Direction: Echo everything from the start of the entries down to and including the line that contains "fill_rule: evenodd". Leave the pictures out of your answer.

Stored dataset items:
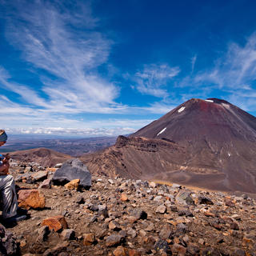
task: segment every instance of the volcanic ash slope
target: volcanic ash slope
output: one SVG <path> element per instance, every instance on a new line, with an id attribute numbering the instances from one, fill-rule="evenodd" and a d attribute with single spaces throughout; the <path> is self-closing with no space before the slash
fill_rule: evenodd
<path id="1" fill-rule="evenodd" d="M 112 177 L 256 193 L 256 118 L 224 100 L 192 98 L 82 159 Z"/>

Response to the task:
task: segment every instance of the volcanic ash slope
target: volcanic ash slope
output: one SVG <path> element per instance, every instance on a new line, with an id attribute numbering the instances from one, fill-rule="evenodd" and a d attribute with single spaces throughout; the <path> is self-closing with no space before the slash
fill_rule: evenodd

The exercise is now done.